(Object position labeling entries)
§ §

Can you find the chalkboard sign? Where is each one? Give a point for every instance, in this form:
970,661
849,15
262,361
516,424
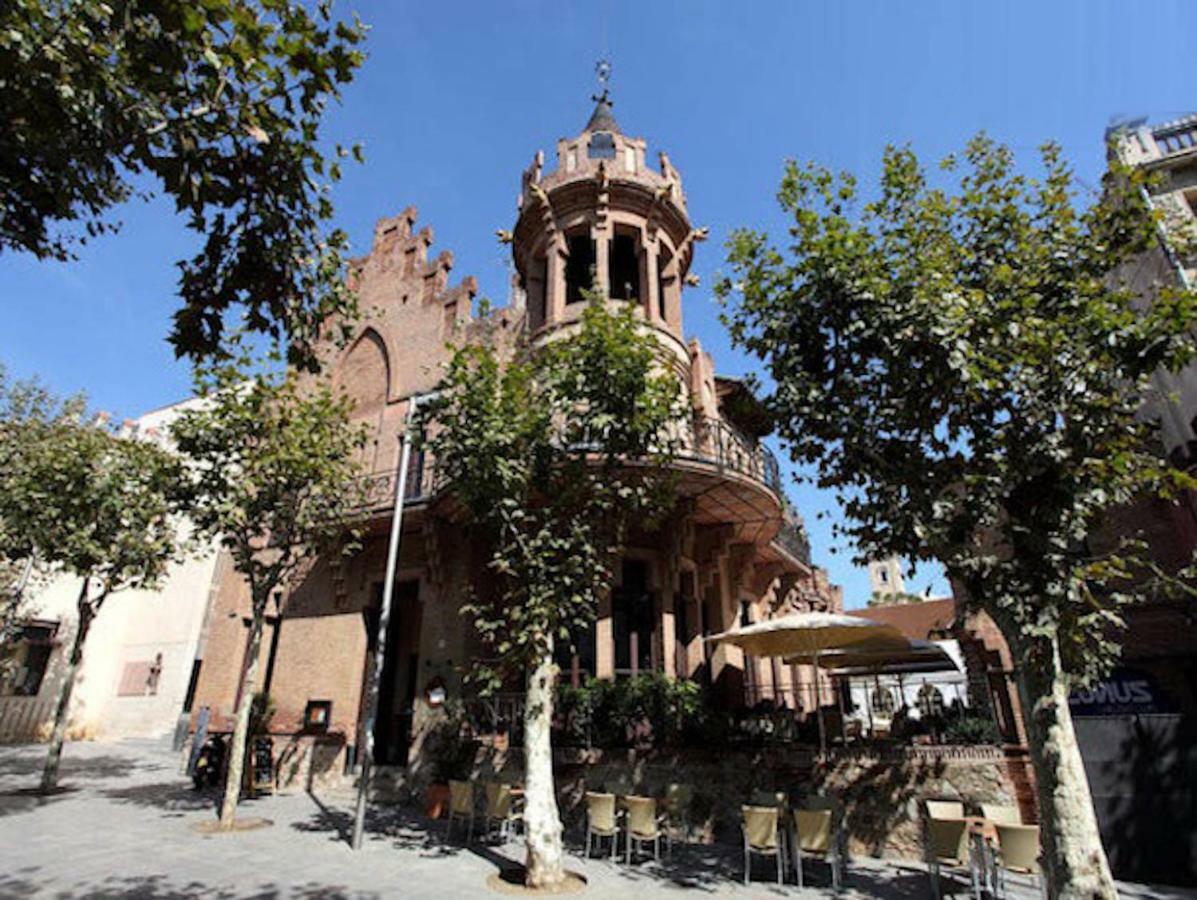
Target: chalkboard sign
262,764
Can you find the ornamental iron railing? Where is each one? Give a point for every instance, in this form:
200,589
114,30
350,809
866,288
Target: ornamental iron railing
702,439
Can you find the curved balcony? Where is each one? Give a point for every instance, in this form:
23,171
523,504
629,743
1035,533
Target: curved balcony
727,470
714,442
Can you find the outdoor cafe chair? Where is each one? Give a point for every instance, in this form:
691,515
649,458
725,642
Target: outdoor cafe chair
678,802
761,837
945,809
1001,815
643,826
500,809
601,821
948,846
816,833
1018,851
461,807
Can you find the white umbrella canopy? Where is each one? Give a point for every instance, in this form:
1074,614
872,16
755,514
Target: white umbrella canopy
916,656
808,633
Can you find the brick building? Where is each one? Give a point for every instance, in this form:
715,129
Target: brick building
735,551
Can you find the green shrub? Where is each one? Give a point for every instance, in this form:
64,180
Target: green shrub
971,730
645,710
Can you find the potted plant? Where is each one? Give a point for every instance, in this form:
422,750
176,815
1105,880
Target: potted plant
453,760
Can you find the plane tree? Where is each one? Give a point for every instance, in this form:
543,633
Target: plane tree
274,473
216,105
553,454
87,503
959,362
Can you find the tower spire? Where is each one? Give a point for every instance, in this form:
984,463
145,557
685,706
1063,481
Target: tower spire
602,119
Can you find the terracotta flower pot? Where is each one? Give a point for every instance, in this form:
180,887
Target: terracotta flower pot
436,800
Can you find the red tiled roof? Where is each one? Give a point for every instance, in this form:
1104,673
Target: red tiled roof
917,621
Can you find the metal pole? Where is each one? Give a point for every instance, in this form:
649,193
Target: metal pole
388,591
822,734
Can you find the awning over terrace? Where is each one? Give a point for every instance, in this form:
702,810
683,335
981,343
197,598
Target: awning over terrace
810,634
886,658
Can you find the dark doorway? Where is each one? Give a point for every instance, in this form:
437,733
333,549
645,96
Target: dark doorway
396,686
633,621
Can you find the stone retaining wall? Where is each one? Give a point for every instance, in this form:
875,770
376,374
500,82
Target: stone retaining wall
881,791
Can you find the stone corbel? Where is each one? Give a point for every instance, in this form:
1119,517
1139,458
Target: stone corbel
547,216
660,196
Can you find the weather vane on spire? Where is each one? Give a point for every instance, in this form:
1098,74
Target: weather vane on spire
602,72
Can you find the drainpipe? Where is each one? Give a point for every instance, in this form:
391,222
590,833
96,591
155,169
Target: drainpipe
388,593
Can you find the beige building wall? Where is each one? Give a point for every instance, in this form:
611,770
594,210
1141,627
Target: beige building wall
123,688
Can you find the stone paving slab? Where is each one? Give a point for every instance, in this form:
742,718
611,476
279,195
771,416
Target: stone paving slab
125,828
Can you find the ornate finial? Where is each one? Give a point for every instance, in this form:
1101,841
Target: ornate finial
602,72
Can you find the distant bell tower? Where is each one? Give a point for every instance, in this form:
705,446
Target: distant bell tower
603,216
885,577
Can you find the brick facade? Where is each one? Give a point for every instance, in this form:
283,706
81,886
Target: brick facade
731,549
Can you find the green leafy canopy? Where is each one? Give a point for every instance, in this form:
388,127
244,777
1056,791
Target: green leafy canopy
965,369
273,468
80,498
216,102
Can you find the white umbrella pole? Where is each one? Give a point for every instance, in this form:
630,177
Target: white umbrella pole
843,709
822,734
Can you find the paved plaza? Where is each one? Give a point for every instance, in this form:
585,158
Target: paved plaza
125,827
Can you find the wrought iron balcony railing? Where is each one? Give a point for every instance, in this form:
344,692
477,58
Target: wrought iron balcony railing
715,442
709,442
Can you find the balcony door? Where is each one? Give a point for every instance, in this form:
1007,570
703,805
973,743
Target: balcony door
635,620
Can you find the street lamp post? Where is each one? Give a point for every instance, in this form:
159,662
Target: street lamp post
388,593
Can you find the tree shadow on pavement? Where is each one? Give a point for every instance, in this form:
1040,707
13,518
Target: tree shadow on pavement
26,800
109,766
174,798
405,828
164,887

§ §

Pictures don't belong in the copy. Restate all the entries exactly.

Can you find the chalkboard sign? Where is each one? Give a point for every instance, in this form:
970,661
849,15
262,361
516,424
Target: chalkboard sign
262,764
Can you find the ornamental iron railing? Where is each one? Give a point for every instance, in this form:
200,589
114,30
350,809
866,288
Target: ornamental iron railing
702,439
Can you find the curved balcony? Where is each one? Give a point for every instance, in this form:
23,171
523,504
629,743
1035,533
Target: curved balcony
727,470
714,442
Can you find the outdoor cafe chair? Where is each one? Give a point for every instance, in this form:
691,515
649,458
725,642
Target: outdoor cafe chair
678,802
761,837
945,809
1001,815
643,826
500,809
601,821
948,846
816,833
1018,851
461,807
Can you find the white umbrella canopy? Where is each one? Give a point for every instance, in this form:
1074,614
872,16
755,514
Target: white umbrella canopy
916,656
808,633
Can you find the brick building? Where is each one? Give a point for every instance, in this form:
715,129
Target: brick building
735,551
Can you find the green shrub? Where is each one? Give a point for every instance, in this form:
64,180
Target: green shrub
971,730
645,710
Can you find the potted plant? Where is each one? Give a point for every instance, in this form:
422,750
176,815
1105,880
Target: potted plant
453,760
Can you find the plane tree? Where is each one? Give a point for every instance, in this form:
543,633
Target: plane tree
274,473
216,105
553,454
87,503
959,362
Can you find the tower spire? Where is each one? Give a point for every instance, in this form:
984,463
145,557
685,706
1063,481
Target: tower spire
602,119
Can you find the terracotta flower pot? Where is each one? Give a point for every instance, in this form:
180,887
Target: terracotta flower pot
436,800
Can you find the red tiled roof? Where is each one? Give a point for every instance, in this form:
1104,673
Target: red tiled roof
917,621
Can you find the metal pole? Where is each one? Give a point for every instance, in this form:
649,193
Target: metal pole
388,591
822,734
Can you find the awning over terrace? Where is each one? Give a point for every instance, in this form:
702,810
683,335
981,343
197,598
Target: awning over terrace
810,634
886,658
Can you find the dark doorway? Where is each one? Give a point for every instance, in this form:
437,733
333,549
645,96
Target: dark doorway
396,686
633,621
Can you find the stone retaining wall? Where is each one? Give a point for every instance, in this form:
875,770
376,374
500,82
Target: stone retaining wall
881,791
Can you find the stone corbel? Where is each one? Give a point for every instance, in this form:
1119,517
1139,458
Target: stone corbel
547,216
660,196
Can you find the weather vane on spire? Where is each one? Give a point for every instance, in this form:
1098,74
Target: weather vane on spire
602,72
Can you find the drainpipe? Where is each one? Give a point for every instance, in this form:
391,222
590,833
96,591
155,169
Target: drainpipe
388,593
Can you find the beige building wall? Where is each one? Give a point for every instance, in this form:
611,770
594,210
1141,627
Target: beige building wall
123,688
Can you find the stone paving slab? Where is each one? Give a point for every instance, in this form:
742,718
611,476
279,195
771,416
Target: stone paving slab
125,828
Can you find the ornate finial? Where is each one? Give a point for every instance, in this form:
1101,841
Target: ornate finial
602,72
Can you find the distant bell tower? Where is each one? Give a point for every instance, in this form:
705,446
Target: distant bell tower
603,216
885,577
Can you find the brick facade? Where is each one? Give a point for every instance, in this form:
283,706
81,886
Target: brick facade
731,549
Can you find the green leafy canopy? Where is each one? Give a point for every instance, in this form:
388,127
244,777
1056,791
Target: green leafy canopy
965,369
273,468
80,498
216,102
Can you find the white umbrella pole? Where is each one? Give a point for every instance, in this form:
630,177
Target: white umbrella pole
843,709
822,734
Can you find the paved plaza? Where is each one? Give a point for every instance, in this form:
585,158
Target: paved plaza
125,827
Can you find the wrought iron balcony railing? Where is each one? Give a point for every instance, in this form:
344,692
477,58
Target: wrought iron balcony railing
715,442
709,442
Can you find the balcony door? Where is each one? Give a point for every instance, in this form:
1007,570
703,805
973,743
Target: balcony door
635,620
Can you find the street lamp post? Where is each one? Give a point for every instance, in this form:
159,662
Target: street lamp post
388,593
Can you find the tree shadow on pavement? Where is each one? Give a point for every instance, in this form:
1040,707
13,518
Target: tree shadow on pavement
26,800
109,766
174,798
405,828
164,887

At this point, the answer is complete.